Copy, exactly and without additions, every line in the records below from the one holding "[mark] ice and" through the one holding "[mark] electrical outlet", both ends included.

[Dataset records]
===
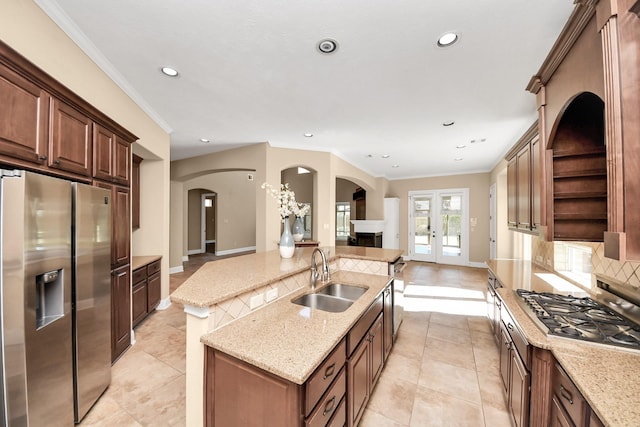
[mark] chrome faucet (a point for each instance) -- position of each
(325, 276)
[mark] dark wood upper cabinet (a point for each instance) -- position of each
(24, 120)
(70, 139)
===
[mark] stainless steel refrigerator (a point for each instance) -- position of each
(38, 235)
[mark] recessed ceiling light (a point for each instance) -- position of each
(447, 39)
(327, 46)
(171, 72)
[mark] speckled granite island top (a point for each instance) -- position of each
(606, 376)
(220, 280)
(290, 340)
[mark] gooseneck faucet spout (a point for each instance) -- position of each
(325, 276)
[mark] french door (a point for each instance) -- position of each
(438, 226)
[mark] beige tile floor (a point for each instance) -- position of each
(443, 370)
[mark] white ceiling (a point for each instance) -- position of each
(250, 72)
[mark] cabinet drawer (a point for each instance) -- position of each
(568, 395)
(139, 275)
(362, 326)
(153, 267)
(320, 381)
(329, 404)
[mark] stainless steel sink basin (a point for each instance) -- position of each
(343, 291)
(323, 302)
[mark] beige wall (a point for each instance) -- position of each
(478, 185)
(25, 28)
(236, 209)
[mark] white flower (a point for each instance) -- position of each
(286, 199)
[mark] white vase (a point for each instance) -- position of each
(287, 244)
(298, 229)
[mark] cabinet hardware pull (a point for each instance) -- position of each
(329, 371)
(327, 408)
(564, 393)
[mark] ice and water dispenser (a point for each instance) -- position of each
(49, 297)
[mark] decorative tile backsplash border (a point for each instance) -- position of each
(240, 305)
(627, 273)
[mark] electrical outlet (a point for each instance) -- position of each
===
Answer for the task
[mark] ice and water dispenser (a point for each instance) -- position of each
(49, 297)
[mark] decorative tile backsplash border (a point for each instance) -- position of each
(240, 305)
(627, 273)
[mark] electrical outlet (a point for each instance) -- position of each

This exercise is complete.